+++ Data +++
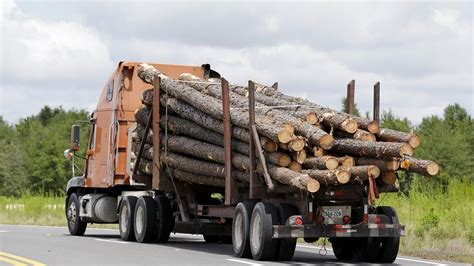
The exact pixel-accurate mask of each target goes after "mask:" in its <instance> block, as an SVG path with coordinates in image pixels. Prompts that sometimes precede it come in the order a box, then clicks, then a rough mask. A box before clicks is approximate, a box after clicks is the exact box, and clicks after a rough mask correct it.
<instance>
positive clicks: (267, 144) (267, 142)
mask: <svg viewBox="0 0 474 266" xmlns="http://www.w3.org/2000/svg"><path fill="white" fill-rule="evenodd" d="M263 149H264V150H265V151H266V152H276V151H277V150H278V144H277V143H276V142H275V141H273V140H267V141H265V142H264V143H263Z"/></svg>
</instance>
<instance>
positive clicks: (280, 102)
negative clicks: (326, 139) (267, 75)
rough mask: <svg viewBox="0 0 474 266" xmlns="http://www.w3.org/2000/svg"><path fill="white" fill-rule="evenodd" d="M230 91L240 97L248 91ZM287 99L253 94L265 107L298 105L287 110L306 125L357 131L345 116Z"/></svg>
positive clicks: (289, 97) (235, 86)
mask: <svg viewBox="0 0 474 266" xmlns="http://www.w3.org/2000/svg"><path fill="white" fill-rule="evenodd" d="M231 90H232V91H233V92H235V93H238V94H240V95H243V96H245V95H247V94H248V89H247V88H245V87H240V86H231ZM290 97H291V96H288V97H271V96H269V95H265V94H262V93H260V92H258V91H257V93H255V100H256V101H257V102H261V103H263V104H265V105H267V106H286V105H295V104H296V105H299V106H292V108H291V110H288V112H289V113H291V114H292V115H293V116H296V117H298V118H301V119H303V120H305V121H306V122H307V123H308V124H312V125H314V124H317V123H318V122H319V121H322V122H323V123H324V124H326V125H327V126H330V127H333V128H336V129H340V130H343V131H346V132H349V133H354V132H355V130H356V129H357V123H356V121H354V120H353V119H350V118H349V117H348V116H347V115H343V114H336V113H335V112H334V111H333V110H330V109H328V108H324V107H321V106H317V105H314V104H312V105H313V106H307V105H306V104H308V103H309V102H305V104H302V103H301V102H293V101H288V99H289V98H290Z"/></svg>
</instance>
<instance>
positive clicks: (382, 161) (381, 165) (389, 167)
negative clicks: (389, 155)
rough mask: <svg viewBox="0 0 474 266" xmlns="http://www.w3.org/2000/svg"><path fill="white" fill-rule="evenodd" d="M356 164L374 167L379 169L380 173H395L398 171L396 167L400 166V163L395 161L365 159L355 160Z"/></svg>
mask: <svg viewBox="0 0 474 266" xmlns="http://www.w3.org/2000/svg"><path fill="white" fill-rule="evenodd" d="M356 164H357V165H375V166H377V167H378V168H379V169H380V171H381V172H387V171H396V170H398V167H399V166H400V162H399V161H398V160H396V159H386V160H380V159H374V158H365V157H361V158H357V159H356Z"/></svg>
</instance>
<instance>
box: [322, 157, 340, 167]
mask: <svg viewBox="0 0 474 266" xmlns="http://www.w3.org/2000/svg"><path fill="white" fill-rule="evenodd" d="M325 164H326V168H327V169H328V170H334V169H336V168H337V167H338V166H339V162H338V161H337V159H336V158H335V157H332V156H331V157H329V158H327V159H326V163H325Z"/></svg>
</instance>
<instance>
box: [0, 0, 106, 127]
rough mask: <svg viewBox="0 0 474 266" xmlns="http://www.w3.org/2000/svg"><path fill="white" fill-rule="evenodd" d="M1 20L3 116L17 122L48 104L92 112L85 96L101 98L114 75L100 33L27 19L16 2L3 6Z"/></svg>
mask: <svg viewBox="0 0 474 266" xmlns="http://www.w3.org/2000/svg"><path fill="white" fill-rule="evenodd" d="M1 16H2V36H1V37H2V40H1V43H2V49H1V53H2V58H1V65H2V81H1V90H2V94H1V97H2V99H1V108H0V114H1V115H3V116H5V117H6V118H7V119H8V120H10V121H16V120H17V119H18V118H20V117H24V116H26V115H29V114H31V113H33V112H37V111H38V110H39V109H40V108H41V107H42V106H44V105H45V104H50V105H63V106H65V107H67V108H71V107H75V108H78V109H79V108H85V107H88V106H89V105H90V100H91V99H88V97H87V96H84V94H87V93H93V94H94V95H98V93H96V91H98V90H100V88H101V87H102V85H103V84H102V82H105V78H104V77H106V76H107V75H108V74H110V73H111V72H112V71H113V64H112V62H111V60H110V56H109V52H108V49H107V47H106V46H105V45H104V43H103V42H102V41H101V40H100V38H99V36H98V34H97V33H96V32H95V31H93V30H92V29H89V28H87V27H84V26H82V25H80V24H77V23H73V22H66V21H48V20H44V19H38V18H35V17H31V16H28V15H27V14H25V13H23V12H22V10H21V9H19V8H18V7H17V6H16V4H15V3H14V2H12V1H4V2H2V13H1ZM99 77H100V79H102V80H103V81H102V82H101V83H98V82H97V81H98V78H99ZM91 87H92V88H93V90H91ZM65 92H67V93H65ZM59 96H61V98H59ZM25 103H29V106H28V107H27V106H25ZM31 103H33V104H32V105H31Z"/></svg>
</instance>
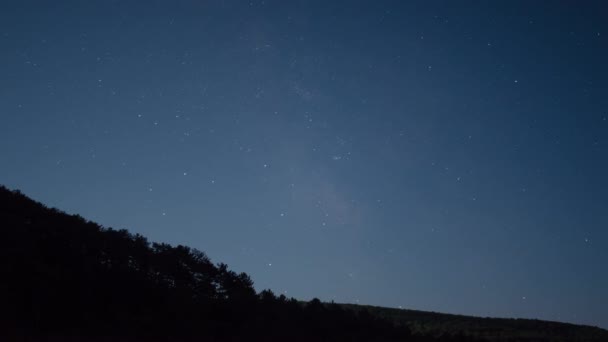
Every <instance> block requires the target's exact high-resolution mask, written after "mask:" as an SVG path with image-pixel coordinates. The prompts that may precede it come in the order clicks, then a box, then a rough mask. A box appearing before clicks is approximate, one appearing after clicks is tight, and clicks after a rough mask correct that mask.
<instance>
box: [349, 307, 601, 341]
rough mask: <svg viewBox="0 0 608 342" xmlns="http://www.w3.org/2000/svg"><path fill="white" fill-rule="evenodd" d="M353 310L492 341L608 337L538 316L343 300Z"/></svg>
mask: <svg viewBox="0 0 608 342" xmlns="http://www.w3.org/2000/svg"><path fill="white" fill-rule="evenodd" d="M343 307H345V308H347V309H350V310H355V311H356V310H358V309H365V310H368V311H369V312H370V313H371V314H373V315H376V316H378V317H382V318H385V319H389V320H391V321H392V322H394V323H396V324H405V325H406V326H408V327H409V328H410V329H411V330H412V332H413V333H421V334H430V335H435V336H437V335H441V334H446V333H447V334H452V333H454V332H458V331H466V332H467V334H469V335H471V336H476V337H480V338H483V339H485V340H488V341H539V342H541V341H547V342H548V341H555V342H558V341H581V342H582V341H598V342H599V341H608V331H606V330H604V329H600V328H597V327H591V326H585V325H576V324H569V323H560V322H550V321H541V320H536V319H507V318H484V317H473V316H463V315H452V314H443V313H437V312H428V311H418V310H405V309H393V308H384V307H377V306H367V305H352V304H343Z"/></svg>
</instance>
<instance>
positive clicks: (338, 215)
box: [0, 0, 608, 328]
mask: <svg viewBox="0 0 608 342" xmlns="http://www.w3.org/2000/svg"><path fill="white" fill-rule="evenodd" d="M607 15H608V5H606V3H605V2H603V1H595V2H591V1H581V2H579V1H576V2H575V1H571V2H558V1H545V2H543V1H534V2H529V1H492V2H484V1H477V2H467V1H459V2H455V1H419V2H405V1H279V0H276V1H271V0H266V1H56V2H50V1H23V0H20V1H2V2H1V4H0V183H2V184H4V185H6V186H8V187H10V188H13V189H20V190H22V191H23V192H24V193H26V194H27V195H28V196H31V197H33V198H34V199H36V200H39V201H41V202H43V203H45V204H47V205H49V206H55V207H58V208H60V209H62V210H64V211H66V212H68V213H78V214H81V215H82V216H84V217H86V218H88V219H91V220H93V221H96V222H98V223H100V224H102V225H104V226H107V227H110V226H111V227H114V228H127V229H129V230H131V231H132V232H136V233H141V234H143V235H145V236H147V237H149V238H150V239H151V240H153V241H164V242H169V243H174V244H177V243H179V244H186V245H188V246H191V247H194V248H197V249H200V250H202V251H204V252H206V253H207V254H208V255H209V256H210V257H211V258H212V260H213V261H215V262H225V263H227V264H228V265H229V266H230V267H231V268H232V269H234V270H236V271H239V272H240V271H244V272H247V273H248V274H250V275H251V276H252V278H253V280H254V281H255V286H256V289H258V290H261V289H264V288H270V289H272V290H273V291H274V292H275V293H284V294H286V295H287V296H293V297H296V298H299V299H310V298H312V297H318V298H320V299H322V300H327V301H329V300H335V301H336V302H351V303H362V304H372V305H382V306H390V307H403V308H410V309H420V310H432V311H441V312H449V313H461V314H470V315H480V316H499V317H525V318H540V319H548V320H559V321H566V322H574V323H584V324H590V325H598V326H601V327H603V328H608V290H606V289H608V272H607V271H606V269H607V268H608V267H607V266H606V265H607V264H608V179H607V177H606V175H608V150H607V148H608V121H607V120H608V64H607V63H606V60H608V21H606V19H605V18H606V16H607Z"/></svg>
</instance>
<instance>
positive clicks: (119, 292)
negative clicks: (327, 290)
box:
+++
+++ Data +++
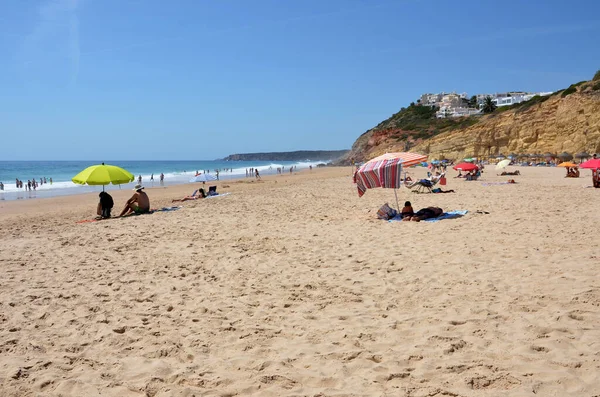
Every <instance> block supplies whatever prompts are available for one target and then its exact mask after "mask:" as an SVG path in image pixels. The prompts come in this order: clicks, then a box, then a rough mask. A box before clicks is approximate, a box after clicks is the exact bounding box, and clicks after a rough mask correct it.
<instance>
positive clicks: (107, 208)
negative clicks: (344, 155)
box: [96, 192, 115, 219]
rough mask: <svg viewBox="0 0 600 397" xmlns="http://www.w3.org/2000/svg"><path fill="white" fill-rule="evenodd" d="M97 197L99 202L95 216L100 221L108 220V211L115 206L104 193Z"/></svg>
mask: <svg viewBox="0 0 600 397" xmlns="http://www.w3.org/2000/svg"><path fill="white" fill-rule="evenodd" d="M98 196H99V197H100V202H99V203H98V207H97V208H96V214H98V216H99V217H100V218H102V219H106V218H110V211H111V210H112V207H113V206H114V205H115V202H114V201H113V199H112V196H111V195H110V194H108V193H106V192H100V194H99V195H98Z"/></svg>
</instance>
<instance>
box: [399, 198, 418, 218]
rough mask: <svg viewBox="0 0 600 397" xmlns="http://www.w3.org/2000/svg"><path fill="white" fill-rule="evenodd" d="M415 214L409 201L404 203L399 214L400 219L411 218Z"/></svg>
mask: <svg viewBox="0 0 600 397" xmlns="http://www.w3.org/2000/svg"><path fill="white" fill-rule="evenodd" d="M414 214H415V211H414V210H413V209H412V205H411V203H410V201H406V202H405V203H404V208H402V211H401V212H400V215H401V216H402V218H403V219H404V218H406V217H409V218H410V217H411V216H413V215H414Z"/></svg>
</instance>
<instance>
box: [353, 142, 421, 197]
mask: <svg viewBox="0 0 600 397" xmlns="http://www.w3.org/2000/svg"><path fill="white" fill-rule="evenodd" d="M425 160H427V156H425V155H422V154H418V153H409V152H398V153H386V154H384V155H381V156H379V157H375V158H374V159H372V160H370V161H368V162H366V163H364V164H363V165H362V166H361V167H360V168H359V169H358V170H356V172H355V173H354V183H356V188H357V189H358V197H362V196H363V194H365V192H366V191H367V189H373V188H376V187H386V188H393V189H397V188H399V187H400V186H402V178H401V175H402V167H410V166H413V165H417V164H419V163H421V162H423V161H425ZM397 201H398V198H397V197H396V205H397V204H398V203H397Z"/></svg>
+++
◆ **About this task**:
Return only the lines between the one holding "positive clicks: (280, 102)" and the one holding "91L240 97L248 91ZM287", inclusive, exactly as they appear above.

◆ **Task answer**:
positive clicks: (280, 102)
negative clicks: (326, 139) (267, 75)
rough mask: <svg viewBox="0 0 474 266" xmlns="http://www.w3.org/2000/svg"><path fill="white" fill-rule="evenodd" d="M230 91L240 97L248 91ZM287 99L253 94L265 107L298 105L287 110L306 125L357 131L345 116Z"/></svg>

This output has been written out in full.